_ACTIVITY_
Every line of the data below must be given again exactly.

_DATA FOR PROCESSING_

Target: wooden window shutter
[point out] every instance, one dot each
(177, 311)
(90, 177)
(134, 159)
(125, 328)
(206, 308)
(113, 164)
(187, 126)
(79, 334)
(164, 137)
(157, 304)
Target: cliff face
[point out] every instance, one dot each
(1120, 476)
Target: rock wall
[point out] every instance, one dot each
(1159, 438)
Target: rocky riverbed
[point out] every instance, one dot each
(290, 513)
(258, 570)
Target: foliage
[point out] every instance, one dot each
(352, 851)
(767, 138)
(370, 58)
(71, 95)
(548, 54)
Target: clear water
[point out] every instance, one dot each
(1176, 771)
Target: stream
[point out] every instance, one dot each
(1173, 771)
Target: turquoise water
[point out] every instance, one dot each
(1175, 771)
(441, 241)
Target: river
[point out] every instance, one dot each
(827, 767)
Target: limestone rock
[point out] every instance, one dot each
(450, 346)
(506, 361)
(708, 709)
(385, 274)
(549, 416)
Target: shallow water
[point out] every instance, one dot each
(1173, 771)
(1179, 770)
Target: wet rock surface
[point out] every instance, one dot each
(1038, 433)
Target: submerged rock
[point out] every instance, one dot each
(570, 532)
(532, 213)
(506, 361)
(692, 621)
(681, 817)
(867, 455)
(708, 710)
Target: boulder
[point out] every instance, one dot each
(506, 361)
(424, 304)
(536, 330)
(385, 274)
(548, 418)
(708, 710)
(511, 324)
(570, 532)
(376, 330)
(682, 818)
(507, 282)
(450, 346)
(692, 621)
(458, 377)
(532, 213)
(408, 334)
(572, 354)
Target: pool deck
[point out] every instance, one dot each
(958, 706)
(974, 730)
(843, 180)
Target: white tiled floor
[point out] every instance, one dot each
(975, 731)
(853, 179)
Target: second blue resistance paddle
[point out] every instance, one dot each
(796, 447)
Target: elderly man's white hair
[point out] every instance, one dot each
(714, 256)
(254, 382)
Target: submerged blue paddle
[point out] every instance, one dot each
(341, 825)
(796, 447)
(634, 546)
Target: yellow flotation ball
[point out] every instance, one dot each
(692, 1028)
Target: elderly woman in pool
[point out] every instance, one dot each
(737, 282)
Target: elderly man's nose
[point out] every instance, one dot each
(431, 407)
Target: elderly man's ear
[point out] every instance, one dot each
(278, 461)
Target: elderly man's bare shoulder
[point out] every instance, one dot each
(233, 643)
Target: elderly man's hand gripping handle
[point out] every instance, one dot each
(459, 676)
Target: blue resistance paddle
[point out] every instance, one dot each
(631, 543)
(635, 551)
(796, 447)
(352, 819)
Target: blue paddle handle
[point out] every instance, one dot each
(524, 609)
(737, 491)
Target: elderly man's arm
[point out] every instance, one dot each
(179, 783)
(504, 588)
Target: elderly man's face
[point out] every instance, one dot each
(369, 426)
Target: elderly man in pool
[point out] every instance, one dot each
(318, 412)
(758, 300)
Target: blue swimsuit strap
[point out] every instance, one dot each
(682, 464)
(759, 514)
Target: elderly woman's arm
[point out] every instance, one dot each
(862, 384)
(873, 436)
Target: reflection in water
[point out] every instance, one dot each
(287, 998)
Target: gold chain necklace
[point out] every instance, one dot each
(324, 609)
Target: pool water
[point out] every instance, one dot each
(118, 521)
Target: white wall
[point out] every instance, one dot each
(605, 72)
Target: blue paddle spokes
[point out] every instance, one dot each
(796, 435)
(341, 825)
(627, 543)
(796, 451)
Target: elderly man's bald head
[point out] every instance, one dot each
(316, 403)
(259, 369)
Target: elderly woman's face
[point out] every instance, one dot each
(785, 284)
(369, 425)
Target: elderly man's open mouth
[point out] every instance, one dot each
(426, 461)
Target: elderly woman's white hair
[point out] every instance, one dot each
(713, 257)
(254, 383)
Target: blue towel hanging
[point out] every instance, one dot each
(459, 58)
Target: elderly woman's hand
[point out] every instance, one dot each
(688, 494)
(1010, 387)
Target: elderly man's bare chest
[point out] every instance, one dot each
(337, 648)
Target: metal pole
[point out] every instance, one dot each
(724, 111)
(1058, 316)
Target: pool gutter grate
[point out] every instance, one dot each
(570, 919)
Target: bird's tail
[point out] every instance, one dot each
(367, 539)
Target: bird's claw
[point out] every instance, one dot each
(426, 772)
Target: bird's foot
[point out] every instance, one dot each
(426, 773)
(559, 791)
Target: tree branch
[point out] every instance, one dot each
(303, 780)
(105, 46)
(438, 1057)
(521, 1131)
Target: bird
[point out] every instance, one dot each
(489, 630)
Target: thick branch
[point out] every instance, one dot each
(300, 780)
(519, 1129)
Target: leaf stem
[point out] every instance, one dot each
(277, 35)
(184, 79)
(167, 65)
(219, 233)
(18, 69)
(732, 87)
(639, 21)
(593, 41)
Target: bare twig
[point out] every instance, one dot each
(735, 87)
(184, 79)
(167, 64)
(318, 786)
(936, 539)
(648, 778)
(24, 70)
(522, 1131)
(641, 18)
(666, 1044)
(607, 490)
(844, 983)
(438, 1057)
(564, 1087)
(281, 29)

_EXPECTED ANSWER_
Target: wooden window shutter
[point out] every instance, one dot each
(177, 311)
(90, 177)
(134, 159)
(125, 328)
(206, 308)
(113, 164)
(187, 126)
(79, 334)
(164, 137)
(157, 304)
Target: cliff face
[point out] every instance, one dot each
(1120, 476)
Target: rock wall
[point out] every instance, one dot each
(1159, 438)
Target: rocky riverbed
[point out] every instance, one dot each
(290, 513)
(258, 570)
Target: foliage
[point out] every instance, one dot each
(352, 851)
(767, 138)
(370, 58)
(71, 95)
(548, 54)
Target: clear water
[point out] every instance, one dot each
(1176, 771)
Target: stream
[point out] every instance, one dot each
(1173, 771)
Target: turquoise water
[point out] every instance, one dot each
(1175, 771)
(441, 241)
Target: river
[point out] every instance, one dot each
(827, 767)
Target: limestone rock
[point out] every instance, one dot each
(450, 346)
(506, 361)
(708, 709)
(385, 274)
(549, 416)
Target: shallow water
[point out] every instance, one dot each
(1173, 771)
(1179, 770)
Target: wet rock surface
[point out] every instance, one dot each
(1038, 433)
Target: submerged rock
[point out] every instance, one dot each
(570, 532)
(532, 213)
(506, 361)
(692, 621)
(681, 817)
(867, 455)
(708, 710)
Target: boulder
[point out] every instance, one dot each
(506, 361)
(424, 304)
(536, 330)
(385, 274)
(548, 418)
(708, 710)
(511, 324)
(570, 532)
(376, 330)
(682, 818)
(507, 282)
(450, 346)
(692, 621)
(458, 377)
(532, 213)
(408, 334)
(572, 354)
Target: pool deck
[point out] every instance, one dot each
(958, 706)
(974, 730)
(843, 180)
Target: white tiled floor
[point out] every instance, one dot each
(975, 731)
(853, 179)
Target: second blue resistance paddle
[point out] every instance, one dot each
(796, 447)
Target: elderly man's white hair
[point out] every instance, one dot each
(714, 256)
(254, 382)
Target: submerged blue paddle
[point out] every instance, one dot each
(341, 825)
(796, 447)
(634, 546)
Target: yellow flotation ball
[point out] every instance, one dot each
(692, 1028)
Target: elderly woman in pool
[point out] every instance, one dot each
(737, 282)
Target: elderly man's nose
[point out] every instance, one dot each
(431, 407)
Target: elderly man's ear
[point out] every instance, one dot each
(278, 461)
Target: elderly man's bare shoulder
[point out] every instance, one dot each
(233, 643)
Target: elderly man's hand gripping handle
[point out] every instance, one dot each
(459, 676)
Target: blue resistance paddle
[point out] every instance, one dot each
(631, 543)
(635, 551)
(796, 447)
(352, 819)
Target: blue paddle handle
[point out] every instance, one dot each
(524, 609)
(737, 491)
Target: elderly man's arm
[point out] every instance, one dot each
(179, 783)
(504, 588)
Target: elderly man's face
[point out] every instance, one dot each
(369, 426)
Target: elderly man in pool
[point out] every instance, one dot each
(318, 412)
(758, 300)
Target: blue swimsuit strap
[point out] every instance, one dot each
(682, 464)
(759, 514)
Target: elderly woman's arm
[point out] every instance, one dot each
(862, 384)
(873, 436)
Target: reflection in water
[point out] every instance, one dot each
(287, 998)
Target: gold chain necklace
[point out] every instance, one dot each
(324, 609)
Target: pool water
[point out] every instance, one dot each
(118, 521)
Target: white wall
[point out] every instance, one dot each
(605, 72)
Target: blue paddle spokes
[point out] every instance, one dot each
(796, 435)
(341, 825)
(627, 543)
(796, 451)
Target: elderly man's bald head
[point out] every instance, one dot each
(316, 403)
(259, 369)
Target: elderly woman's face
[point out] every instance, one dot each
(785, 284)
(369, 425)
Target: elderly man's open mouth
[point out] every instance, one dot each
(426, 461)
Target: elderly woman's white hair
[point out] every instance, one dot each
(713, 257)
(254, 383)
Target: blue towel hanging
[point out] every instance, one dot each
(459, 58)
Target: elderly woman's hand
[point out] every instance, one dot each
(688, 494)
(1010, 387)
Target: elderly man's bare chest
[point out] every instance, one dot each
(337, 648)
Target: metal pole
[point out] every instance, one dot each
(724, 111)
(1058, 316)
Target: pool gutter grate
[point out] every instance, one dot each
(570, 919)
Target: bird's tail
[point out] every instance, one dot each
(367, 539)
Target: bird's claw
[point out] every instance, one dot each
(426, 772)
Target: bird's foot
[point out] every instance, one dot each
(426, 773)
(559, 791)
Target: tree branch
[point out] every instance, one dot each
(303, 780)
(105, 46)
(438, 1057)
(521, 1131)
Target: bird
[point out] every instance, one dot each
(489, 630)
Target: thick branch
[point out] every instance, one dot each
(300, 780)
(519, 1129)
Target: leaf stem
[point out] every instance, one dot each
(277, 35)
(184, 79)
(167, 65)
(219, 233)
(18, 69)
(732, 87)
(639, 21)
(593, 41)
Target: bare twig
[point out] every instance, one dot each
(735, 87)
(184, 79)
(167, 64)
(318, 786)
(936, 539)
(648, 778)
(24, 70)
(522, 1131)
(641, 18)
(666, 1044)
(607, 490)
(844, 983)
(438, 1057)
(564, 1087)
(281, 29)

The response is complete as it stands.